*** SOURCE DATA ***

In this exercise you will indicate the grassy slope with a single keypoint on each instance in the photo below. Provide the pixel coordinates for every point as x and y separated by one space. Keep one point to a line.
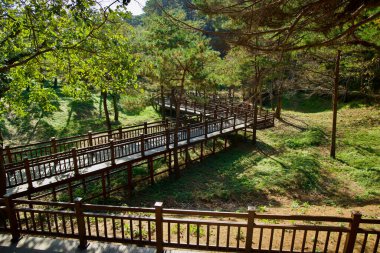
77 117
291 166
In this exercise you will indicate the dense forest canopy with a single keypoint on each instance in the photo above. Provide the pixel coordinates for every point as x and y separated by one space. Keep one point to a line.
266 47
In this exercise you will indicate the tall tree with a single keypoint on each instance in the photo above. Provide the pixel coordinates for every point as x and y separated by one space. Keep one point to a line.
108 65
32 35
335 105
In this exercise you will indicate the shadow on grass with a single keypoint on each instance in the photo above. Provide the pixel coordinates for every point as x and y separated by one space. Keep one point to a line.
242 176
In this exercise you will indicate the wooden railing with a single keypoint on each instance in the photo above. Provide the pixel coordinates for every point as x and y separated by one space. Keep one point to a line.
202 230
74 161
14 155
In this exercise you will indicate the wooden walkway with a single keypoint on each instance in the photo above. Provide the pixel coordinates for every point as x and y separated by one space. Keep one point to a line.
62 161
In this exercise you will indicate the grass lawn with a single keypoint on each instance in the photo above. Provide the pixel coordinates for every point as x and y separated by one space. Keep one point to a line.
75 117
289 171
290 168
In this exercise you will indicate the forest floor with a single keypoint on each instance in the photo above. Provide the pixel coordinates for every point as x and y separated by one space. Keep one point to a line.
290 170
76 117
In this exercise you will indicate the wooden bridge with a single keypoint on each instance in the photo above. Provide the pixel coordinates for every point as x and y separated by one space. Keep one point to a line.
35 167
58 165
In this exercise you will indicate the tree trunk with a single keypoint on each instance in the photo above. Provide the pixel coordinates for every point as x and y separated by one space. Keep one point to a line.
115 101
106 112
177 122
335 106
163 102
55 83
101 106
3 179
279 102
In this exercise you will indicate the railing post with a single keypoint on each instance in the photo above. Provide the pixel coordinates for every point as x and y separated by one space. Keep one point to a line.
120 133
221 125
81 223
112 149
53 145
12 218
142 145
250 226
188 133
145 127
351 236
167 133
206 128
159 227
130 180
90 142
28 173
9 154
3 174
74 154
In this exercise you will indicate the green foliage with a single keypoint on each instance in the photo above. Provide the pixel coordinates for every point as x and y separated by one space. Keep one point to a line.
308 138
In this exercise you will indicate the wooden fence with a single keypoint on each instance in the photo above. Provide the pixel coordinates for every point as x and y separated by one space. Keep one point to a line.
190 229
70 163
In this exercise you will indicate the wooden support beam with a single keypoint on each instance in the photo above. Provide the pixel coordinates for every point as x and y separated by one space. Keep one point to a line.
151 170
130 178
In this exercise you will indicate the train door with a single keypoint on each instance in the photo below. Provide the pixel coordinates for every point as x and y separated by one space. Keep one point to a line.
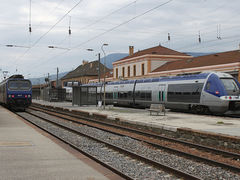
115 94
162 93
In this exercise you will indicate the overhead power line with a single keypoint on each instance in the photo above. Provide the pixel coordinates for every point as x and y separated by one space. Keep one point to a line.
125 22
39 39
104 17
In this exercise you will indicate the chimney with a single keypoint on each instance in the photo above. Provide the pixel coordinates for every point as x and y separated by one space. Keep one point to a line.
131 50
84 62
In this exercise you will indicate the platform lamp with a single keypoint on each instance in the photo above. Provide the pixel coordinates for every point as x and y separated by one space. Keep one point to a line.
104 78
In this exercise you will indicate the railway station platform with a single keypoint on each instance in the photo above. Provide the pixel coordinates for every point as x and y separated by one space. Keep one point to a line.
171 121
29 153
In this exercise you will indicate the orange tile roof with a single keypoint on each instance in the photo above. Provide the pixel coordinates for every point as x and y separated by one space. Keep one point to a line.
157 50
208 60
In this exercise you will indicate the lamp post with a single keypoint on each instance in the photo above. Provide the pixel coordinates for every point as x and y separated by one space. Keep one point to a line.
56 47
104 78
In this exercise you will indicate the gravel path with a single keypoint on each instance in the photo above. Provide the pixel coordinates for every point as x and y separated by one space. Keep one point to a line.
129 166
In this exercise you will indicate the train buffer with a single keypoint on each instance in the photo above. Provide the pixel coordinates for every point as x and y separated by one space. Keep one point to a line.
157 108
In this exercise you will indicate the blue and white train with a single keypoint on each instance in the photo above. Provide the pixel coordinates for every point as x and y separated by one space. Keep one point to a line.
213 92
16 92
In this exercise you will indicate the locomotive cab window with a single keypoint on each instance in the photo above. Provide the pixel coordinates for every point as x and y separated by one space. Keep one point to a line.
19 85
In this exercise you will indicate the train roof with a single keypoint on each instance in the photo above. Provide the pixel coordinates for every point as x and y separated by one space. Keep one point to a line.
158 79
162 79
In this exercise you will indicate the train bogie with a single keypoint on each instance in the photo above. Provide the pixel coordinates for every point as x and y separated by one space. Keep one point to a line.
201 93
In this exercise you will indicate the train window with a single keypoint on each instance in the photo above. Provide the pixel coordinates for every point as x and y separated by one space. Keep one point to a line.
142 95
184 92
208 86
148 96
19 85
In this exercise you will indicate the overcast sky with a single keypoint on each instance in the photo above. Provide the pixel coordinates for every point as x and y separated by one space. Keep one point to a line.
120 23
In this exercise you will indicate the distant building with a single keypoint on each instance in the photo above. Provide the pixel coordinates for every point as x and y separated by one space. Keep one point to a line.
83 73
141 63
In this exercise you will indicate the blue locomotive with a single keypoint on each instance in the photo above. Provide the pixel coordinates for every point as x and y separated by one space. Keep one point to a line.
16 92
201 93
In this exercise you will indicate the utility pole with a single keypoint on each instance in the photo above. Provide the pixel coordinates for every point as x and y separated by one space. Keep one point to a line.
57 78
99 67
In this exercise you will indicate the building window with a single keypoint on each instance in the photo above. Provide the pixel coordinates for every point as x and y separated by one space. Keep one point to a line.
134 70
142 69
116 73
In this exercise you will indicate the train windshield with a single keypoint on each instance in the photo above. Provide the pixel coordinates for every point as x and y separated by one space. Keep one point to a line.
19 85
230 86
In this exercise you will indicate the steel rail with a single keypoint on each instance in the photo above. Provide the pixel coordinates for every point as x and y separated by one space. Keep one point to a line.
152 135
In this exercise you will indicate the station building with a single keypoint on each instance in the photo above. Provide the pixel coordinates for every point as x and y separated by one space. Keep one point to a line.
228 62
142 63
161 61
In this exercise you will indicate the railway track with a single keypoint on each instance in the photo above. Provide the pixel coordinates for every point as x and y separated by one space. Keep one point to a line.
217 157
139 136
156 169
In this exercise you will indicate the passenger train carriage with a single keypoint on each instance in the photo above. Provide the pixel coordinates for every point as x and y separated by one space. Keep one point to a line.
206 92
16 92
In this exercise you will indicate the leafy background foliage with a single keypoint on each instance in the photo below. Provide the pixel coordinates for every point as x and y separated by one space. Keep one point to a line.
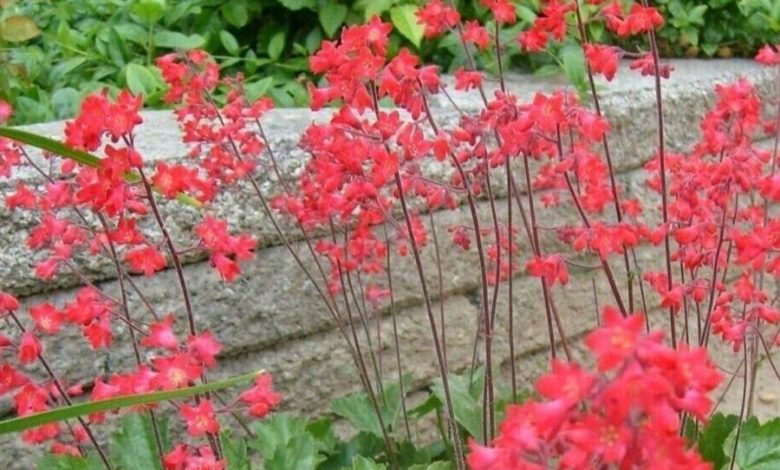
54 52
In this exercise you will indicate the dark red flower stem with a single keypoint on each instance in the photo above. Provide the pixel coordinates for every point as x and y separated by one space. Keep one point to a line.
64 394
662 168
133 340
456 438
607 154
488 417
388 270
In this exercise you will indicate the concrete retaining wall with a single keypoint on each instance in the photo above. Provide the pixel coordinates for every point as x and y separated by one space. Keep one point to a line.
272 318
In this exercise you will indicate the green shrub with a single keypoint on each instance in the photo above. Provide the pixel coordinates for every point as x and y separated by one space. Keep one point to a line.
55 52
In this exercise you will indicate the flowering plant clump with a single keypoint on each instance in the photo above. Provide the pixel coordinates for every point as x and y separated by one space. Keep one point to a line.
367 193
626 414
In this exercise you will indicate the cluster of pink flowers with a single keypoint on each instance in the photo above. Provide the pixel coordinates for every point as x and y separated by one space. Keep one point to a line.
99 211
625 414
369 169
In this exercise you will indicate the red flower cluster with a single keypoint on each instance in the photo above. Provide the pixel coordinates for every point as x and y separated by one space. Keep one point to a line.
626 414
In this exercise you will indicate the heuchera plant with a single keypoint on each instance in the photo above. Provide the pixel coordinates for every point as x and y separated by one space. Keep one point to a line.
364 196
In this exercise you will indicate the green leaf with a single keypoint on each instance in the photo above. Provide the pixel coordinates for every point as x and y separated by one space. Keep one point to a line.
174 40
404 18
140 80
573 65
68 462
276 45
16 425
255 90
65 102
284 442
18 29
300 452
275 432
50 145
713 437
60 72
235 451
359 410
466 401
759 445
375 7
150 11
229 42
298 4
78 156
235 13
332 16
696 14
362 463
432 466
134 445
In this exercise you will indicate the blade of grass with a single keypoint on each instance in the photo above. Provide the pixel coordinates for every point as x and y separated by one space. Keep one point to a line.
23 423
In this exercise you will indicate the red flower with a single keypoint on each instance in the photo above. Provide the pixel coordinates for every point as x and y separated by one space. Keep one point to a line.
29 348
10 379
47 318
8 303
437 18
204 347
200 419
474 33
147 260
767 55
466 80
161 335
646 66
261 398
552 268
503 10
175 371
615 341
602 59
5 111
99 333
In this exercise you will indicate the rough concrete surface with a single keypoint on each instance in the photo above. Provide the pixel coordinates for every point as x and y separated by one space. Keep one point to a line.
273 319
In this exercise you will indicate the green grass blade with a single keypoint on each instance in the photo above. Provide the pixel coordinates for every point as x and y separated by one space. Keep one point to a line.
50 145
78 156
20 424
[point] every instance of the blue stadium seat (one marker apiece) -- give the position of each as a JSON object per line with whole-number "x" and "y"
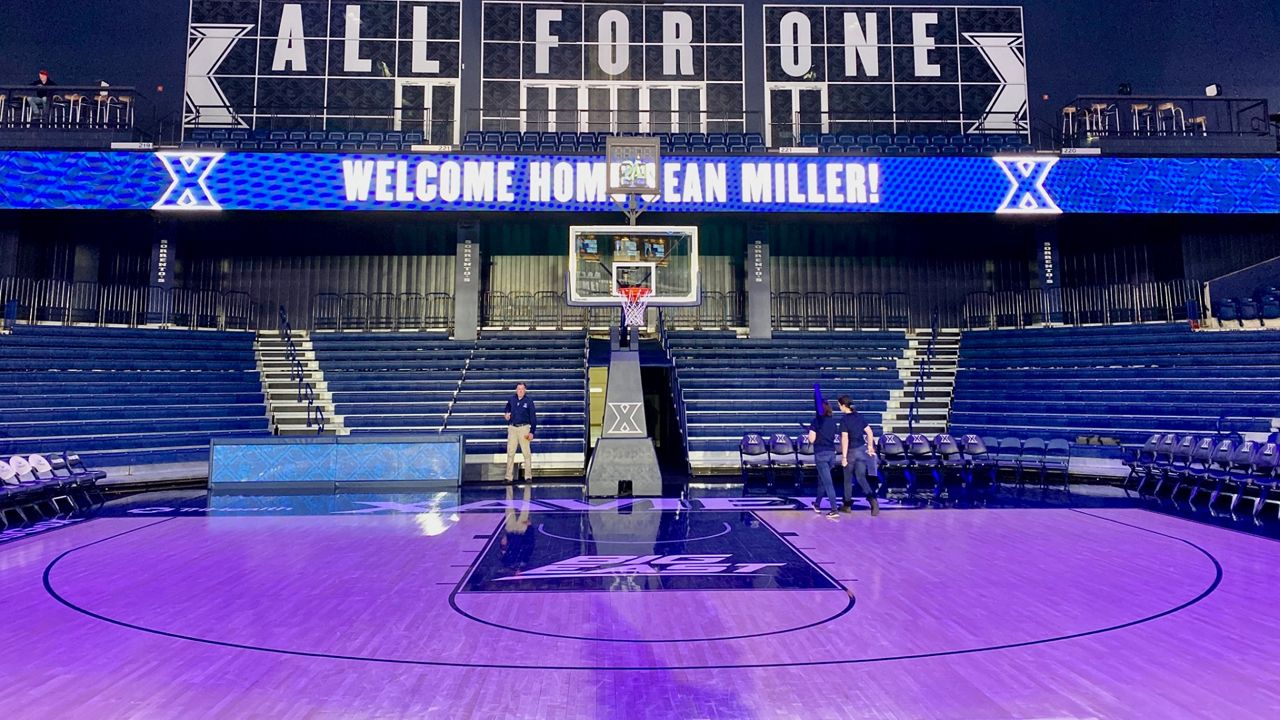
{"x": 1269, "y": 306}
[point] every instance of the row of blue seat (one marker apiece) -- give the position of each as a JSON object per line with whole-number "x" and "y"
{"x": 30, "y": 484}
{"x": 1198, "y": 464}
{"x": 535, "y": 141}
{"x": 974, "y": 144}
{"x": 1119, "y": 384}
{"x": 384, "y": 382}
{"x": 714, "y": 369}
{"x": 959, "y": 466}
{"x": 1262, "y": 305}
{"x": 127, "y": 396}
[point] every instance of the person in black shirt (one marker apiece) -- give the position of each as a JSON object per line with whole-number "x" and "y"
{"x": 521, "y": 424}
{"x": 41, "y": 100}
{"x": 858, "y": 452}
{"x": 824, "y": 433}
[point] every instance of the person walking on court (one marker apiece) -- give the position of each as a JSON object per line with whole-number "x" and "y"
{"x": 856, "y": 452}
{"x": 521, "y": 424}
{"x": 824, "y": 433}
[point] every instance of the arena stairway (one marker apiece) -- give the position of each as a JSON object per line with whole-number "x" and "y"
{"x": 730, "y": 386}
{"x": 1116, "y": 384}
{"x": 406, "y": 382}
{"x": 127, "y": 397}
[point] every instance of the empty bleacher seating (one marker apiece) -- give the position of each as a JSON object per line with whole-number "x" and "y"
{"x": 391, "y": 382}
{"x": 730, "y": 386}
{"x": 553, "y": 368}
{"x": 1118, "y": 384}
{"x": 425, "y": 382}
{"x": 862, "y": 144}
{"x": 127, "y": 396}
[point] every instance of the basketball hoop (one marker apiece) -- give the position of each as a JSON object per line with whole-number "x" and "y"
{"x": 635, "y": 301}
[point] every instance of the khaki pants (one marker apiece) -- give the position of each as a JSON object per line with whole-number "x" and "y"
{"x": 516, "y": 436}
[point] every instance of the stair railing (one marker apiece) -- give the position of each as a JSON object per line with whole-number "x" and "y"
{"x": 926, "y": 372}
{"x": 306, "y": 391}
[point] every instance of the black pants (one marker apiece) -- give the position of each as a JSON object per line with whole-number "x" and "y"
{"x": 858, "y": 466}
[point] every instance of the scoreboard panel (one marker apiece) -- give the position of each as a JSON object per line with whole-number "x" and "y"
{"x": 606, "y": 67}
{"x": 325, "y": 64}
{"x": 876, "y": 69}
{"x": 597, "y": 67}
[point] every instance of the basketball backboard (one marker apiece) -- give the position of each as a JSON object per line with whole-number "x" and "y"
{"x": 606, "y": 258}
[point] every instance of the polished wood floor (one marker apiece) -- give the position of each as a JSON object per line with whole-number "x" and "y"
{"x": 970, "y": 614}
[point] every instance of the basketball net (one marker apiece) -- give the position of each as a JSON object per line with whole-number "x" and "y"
{"x": 635, "y": 301}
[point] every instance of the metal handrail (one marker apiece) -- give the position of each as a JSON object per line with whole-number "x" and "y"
{"x": 306, "y": 391}
{"x": 926, "y": 373}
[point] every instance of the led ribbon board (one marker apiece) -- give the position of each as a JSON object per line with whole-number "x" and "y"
{"x": 208, "y": 182}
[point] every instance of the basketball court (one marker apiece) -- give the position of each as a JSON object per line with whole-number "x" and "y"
{"x": 433, "y": 605}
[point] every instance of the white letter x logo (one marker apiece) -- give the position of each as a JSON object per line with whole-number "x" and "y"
{"x": 1027, "y": 194}
{"x": 188, "y": 172}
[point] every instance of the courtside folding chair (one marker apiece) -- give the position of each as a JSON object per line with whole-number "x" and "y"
{"x": 1159, "y": 469}
{"x": 1219, "y": 468}
{"x": 86, "y": 477}
{"x": 1032, "y": 459}
{"x": 1260, "y": 479}
{"x": 1057, "y": 463}
{"x": 14, "y": 497}
{"x": 753, "y": 456}
{"x": 1139, "y": 463}
{"x": 920, "y": 465}
{"x": 892, "y": 463}
{"x": 805, "y": 458}
{"x": 950, "y": 468}
{"x": 58, "y": 487}
{"x": 1009, "y": 454}
{"x": 979, "y": 466}
{"x": 784, "y": 459}
{"x": 1239, "y": 472}
{"x": 1196, "y": 468}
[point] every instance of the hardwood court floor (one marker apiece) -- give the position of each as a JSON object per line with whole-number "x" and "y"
{"x": 709, "y": 611}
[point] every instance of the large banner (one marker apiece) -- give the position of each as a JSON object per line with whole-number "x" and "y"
{"x": 666, "y": 67}
{"x": 206, "y": 182}
{"x": 912, "y": 69}
{"x": 325, "y": 64}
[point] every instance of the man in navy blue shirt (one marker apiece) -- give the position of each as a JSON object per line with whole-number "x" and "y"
{"x": 824, "y": 433}
{"x": 521, "y": 423}
{"x": 858, "y": 452}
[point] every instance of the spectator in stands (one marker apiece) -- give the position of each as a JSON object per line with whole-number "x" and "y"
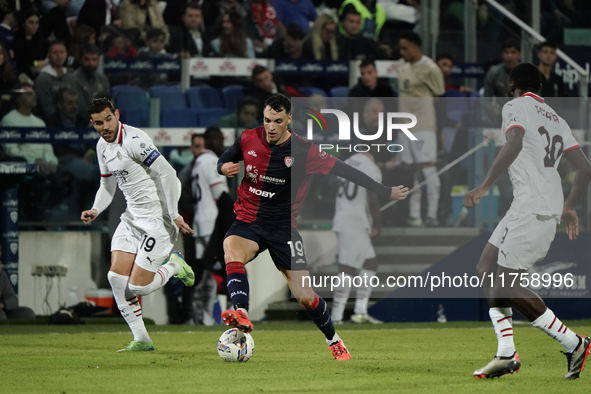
{"x": 232, "y": 41}
{"x": 300, "y": 12}
{"x": 353, "y": 46}
{"x": 7, "y": 81}
{"x": 289, "y": 47}
{"x": 87, "y": 81}
{"x": 68, "y": 113}
{"x": 419, "y": 80}
{"x": 142, "y": 15}
{"x": 497, "y": 78}
{"x": 54, "y": 22}
{"x": 22, "y": 116}
{"x": 552, "y": 84}
{"x": 122, "y": 46}
{"x": 25, "y": 100}
{"x": 155, "y": 40}
{"x": 9, "y": 309}
{"x": 373, "y": 17}
{"x": 369, "y": 85}
{"x": 244, "y": 118}
{"x": 189, "y": 40}
{"x": 263, "y": 86}
{"x": 29, "y": 46}
{"x": 261, "y": 25}
{"x": 7, "y": 28}
{"x": 83, "y": 35}
{"x": 51, "y": 78}
{"x": 446, "y": 62}
{"x": 98, "y": 13}
{"x": 7, "y": 77}
{"x": 321, "y": 43}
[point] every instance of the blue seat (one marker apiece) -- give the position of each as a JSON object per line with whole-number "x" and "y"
{"x": 178, "y": 118}
{"x": 209, "y": 117}
{"x": 232, "y": 96}
{"x": 173, "y": 107}
{"x": 202, "y": 97}
{"x": 170, "y": 97}
{"x": 310, "y": 90}
{"x": 133, "y": 105}
{"x": 341, "y": 91}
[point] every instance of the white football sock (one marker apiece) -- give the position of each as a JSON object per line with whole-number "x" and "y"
{"x": 415, "y": 201}
{"x": 433, "y": 189}
{"x": 551, "y": 325}
{"x": 363, "y": 292}
{"x": 162, "y": 276}
{"x": 503, "y": 324}
{"x": 334, "y": 339}
{"x": 340, "y": 297}
{"x": 129, "y": 305}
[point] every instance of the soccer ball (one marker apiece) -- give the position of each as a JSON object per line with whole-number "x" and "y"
{"x": 235, "y": 345}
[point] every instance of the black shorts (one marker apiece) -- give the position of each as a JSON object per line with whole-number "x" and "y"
{"x": 285, "y": 244}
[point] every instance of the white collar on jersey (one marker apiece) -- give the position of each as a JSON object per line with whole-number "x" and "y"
{"x": 534, "y": 96}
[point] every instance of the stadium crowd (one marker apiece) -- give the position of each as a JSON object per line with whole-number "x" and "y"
{"x": 51, "y": 49}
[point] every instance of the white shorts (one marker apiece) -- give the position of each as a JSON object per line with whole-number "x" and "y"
{"x": 354, "y": 249}
{"x": 424, "y": 150}
{"x": 523, "y": 239}
{"x": 151, "y": 240}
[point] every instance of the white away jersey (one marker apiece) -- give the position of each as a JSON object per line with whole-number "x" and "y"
{"x": 536, "y": 183}
{"x": 128, "y": 159}
{"x": 352, "y": 207}
{"x": 204, "y": 176}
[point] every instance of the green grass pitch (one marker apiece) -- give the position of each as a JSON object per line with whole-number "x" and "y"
{"x": 288, "y": 358}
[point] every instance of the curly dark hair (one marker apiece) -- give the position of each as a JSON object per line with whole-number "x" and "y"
{"x": 278, "y": 103}
{"x": 98, "y": 105}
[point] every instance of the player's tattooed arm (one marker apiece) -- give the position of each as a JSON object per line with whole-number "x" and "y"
{"x": 577, "y": 160}
{"x": 505, "y": 158}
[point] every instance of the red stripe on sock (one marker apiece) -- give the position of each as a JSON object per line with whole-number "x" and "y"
{"x": 235, "y": 267}
{"x": 314, "y": 304}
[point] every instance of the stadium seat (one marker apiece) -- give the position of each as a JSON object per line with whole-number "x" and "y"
{"x": 173, "y": 107}
{"x": 341, "y": 91}
{"x": 203, "y": 97}
{"x": 178, "y": 118}
{"x": 310, "y": 90}
{"x": 133, "y": 105}
{"x": 209, "y": 117}
{"x": 232, "y": 96}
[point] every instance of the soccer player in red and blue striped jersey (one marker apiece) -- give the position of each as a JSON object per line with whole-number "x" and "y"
{"x": 278, "y": 164}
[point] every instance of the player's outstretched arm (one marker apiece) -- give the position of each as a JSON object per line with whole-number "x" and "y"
{"x": 505, "y": 158}
{"x": 102, "y": 200}
{"x": 171, "y": 189}
{"x": 577, "y": 160}
{"x": 360, "y": 178}
{"x": 228, "y": 163}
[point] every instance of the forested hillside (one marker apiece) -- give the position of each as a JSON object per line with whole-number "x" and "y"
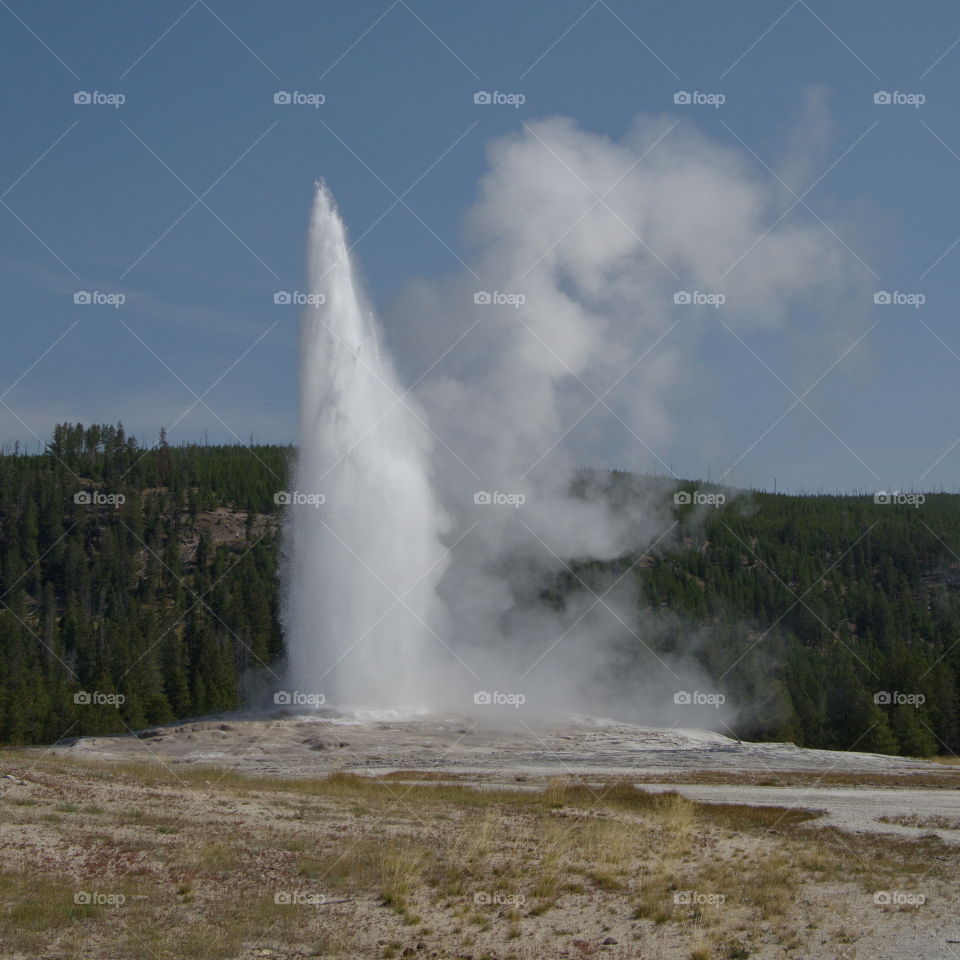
{"x": 164, "y": 592}
{"x": 150, "y": 575}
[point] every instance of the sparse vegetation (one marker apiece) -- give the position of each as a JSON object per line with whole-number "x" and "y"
{"x": 457, "y": 869}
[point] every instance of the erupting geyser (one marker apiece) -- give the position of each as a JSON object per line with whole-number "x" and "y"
{"x": 363, "y": 550}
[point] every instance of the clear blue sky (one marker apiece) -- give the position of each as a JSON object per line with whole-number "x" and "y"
{"x": 105, "y": 199}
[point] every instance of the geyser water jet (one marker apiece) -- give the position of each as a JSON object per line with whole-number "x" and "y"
{"x": 363, "y": 550}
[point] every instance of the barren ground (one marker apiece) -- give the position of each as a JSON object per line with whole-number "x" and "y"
{"x": 239, "y": 838}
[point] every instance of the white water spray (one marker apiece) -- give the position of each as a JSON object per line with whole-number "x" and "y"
{"x": 362, "y": 566}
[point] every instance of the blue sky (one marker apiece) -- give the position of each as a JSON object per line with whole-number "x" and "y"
{"x": 191, "y": 198}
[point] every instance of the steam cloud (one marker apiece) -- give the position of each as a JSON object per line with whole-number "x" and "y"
{"x": 595, "y": 237}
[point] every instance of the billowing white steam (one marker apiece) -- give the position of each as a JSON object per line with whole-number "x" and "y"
{"x": 592, "y": 368}
{"x": 364, "y": 554}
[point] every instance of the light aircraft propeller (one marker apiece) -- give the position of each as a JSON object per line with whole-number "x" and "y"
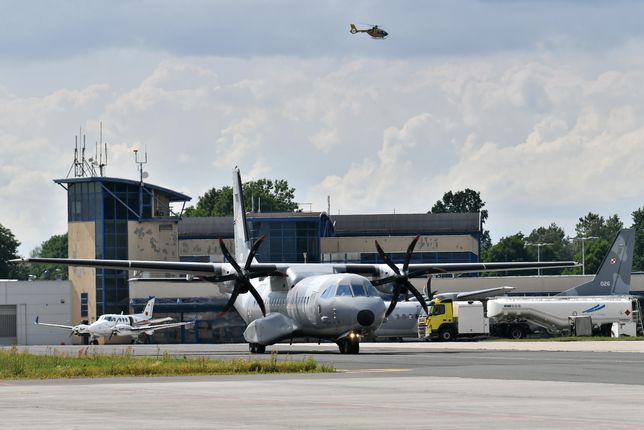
{"x": 400, "y": 279}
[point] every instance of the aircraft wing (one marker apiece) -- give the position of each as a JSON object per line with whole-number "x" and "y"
{"x": 158, "y": 320}
{"x": 68, "y": 327}
{"x": 152, "y": 328}
{"x": 218, "y": 272}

***

▸ **TASK TO COMPLETE**:
Word for word, restate the lines from the one containing "[point] every instance of the white water" through the end of the entries. Do not include pictures.

▸ **OUTPUT**:
[point] every instance of the white water spray (one marker apiece) -- give the position of each as a JSON object per line with whole-number "x" and "y"
{"x": 362, "y": 566}
[point] every instance of the blue sky (one marker apiece) -- give the position of each as a JSON object per line with whole-number "x" and "y"
{"x": 191, "y": 198}
[point] every instance of the steam cloud (one marker apiece) -- give the position of each as a JSON object per line with whole-number "x" and "y"
{"x": 595, "y": 237}
[point] every instance of the billowing white steam (one marker apiece) -- give the position of each as a JSON object per line with whole-number "x" and "y"
{"x": 592, "y": 368}
{"x": 364, "y": 554}
[point] every instance of the light aircraft propeller (one marker apiece) -- give the position of each as a JSON object per line with whole-number "x" and "y"
{"x": 400, "y": 279}
[point] every instance of the aircraft wing (one marker apiece) -- give the position of each as a JSON object per line with whole-number "x" and "y"
{"x": 158, "y": 320}
{"x": 68, "y": 327}
{"x": 152, "y": 328}
{"x": 218, "y": 272}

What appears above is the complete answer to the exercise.